Tasks for this exercise ::
[a] Answer these questions about the passage on code chunking strategies, marking each answer (i), (ii) or (iii):
(i) In the example workflow for architectural layer chunking, which layer is transformed first?
(ii) Under dependency-aware chunking, what kind of nodes does the work start with?
(iii) From which file are the dependency graphs referenced?
[b] Extend the passage on code chunking strategies, picking up right after its last line.

Document text ::
Effective chunking balances sufficient context for the LLM with human reviewability and token limits.

Strategy 1: Domain-driven chunking

Approach: Divide the codebase by business domains or functional areas rather than technical layers.

Implementation:

Group related features, entities, and business logic together
Chunk by customer-facing features (for example, authentication, billing, user management)
Maintain domain boundaries to preserve business context

Benefits:

Preserves business logic relationships
Reduces cross-domain dependencies in prompts
Enables domain experts to guide AI assistance effectively

Example structure:

/customer-domain/
  ├── api/
  ├── services/
  ├── models/
  └── tests/
/billing-domain/
  ├── api/
  ├── services/
  ├── models/
  └── tests/

Strategy 2: Architectural layer chunking

Approach: Separate code by architectural concerns (presentation, business logic, data access).

Implementation:

Process one architectural layer at a time
Maintain interface contracts between layers
Focus AI attention on layer-specific patterns and conventions

Benefits:

Clear separation of concerns for AI processing
Consistent patterns within each layer
Easier to validate architectural compliance

Example workflow:

Transform data access layer (repositories, DAOs)
Update business logic layer (services, domain models)
Modify presentation layer (controllers, views)
Update cross-cutting concerns (logging, security)

Strategy 3: Dependency-aware chunking

Approach: Chunk code based on dependency relationships to minimise coupling issues.

Implementation:

Start with leaf nodes (no dependencies)
Work upwards through the dependency tree
Use dependency analysis tools to identify optimal chunk boundaries

Benefits:

Reduces compilation and runtime errors
Maintains system stability during transformation
Enables incremental testing and validation

Copilot integration:

Use dependency graphs referenced from .github/copilot-instructions.md
Include dependency documentation for context
Prompt for dependency impact analysis

Strategy 4: File size and complexity chunking

Approach: Divide based on file size, cyclomatic complexity, or lines of code.

Dataset ::
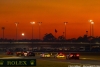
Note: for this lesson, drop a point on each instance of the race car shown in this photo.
(9, 53)
(19, 53)
(45, 55)
(31, 53)
(60, 55)
(73, 56)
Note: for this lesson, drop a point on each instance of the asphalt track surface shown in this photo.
(83, 61)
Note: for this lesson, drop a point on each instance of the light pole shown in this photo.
(3, 28)
(65, 28)
(32, 28)
(16, 29)
(39, 29)
(91, 28)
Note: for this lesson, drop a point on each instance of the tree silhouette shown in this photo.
(61, 38)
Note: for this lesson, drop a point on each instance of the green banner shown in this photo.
(17, 62)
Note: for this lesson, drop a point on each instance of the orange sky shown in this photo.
(52, 14)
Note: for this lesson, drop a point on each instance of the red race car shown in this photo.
(9, 53)
(73, 56)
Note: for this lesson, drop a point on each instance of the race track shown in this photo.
(83, 61)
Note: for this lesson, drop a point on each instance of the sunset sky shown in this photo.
(52, 14)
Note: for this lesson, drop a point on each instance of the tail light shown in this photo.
(71, 55)
(77, 55)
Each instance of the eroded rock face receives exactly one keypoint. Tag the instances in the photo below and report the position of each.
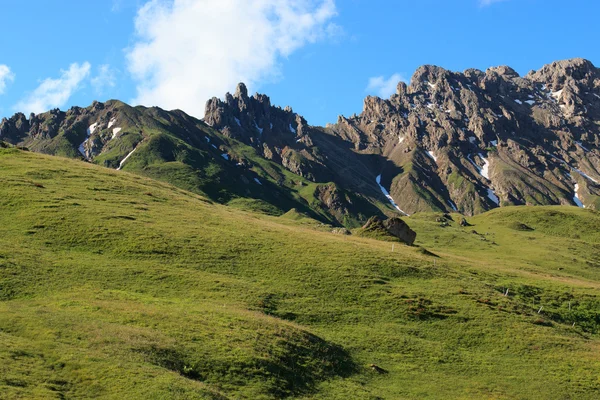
(477, 140)
(447, 141)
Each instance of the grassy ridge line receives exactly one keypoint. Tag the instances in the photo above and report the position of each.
(114, 285)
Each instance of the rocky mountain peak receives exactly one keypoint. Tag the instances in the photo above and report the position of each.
(241, 91)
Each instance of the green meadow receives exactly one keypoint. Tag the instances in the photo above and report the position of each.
(117, 286)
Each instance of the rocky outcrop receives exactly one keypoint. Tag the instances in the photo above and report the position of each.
(478, 140)
(447, 141)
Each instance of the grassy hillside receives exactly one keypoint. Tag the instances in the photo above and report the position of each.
(113, 285)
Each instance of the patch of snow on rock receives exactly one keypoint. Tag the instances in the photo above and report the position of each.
(451, 204)
(582, 146)
(92, 128)
(576, 198)
(260, 130)
(430, 153)
(125, 159)
(485, 170)
(557, 94)
(387, 194)
(492, 196)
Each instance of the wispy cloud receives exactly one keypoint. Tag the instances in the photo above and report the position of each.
(105, 78)
(382, 87)
(191, 50)
(485, 3)
(6, 76)
(53, 93)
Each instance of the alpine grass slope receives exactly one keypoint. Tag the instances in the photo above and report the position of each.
(115, 285)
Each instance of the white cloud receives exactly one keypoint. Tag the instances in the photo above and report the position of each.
(53, 93)
(382, 87)
(106, 78)
(6, 76)
(191, 50)
(485, 3)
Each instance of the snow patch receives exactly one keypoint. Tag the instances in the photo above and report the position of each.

Answers per task ::
[a]
(i) The data access layer (repositories, DAOs).
(ii) Leaf nodes, which have no dependencies.
(iii) .github/copilot-instructions.md

[b]
Implementation:

Target 200–500 lines of code per chunk for practical AI processing
Break down complex files before transformation
Group simple, related files together

Benefits:

Stays within practical token limits
Reduces cognitive load for review
Enables focused AI suggestions

Practical guidelines:

Large files (>1000 LOC): break into smaller modules first
Medium files (200–1000 LOC): process individually
Small files (<200 LOC): group by relationship

Strategy 5: Test-driven chunking

Approach: Organise chunks around testable units and existing test boundaries.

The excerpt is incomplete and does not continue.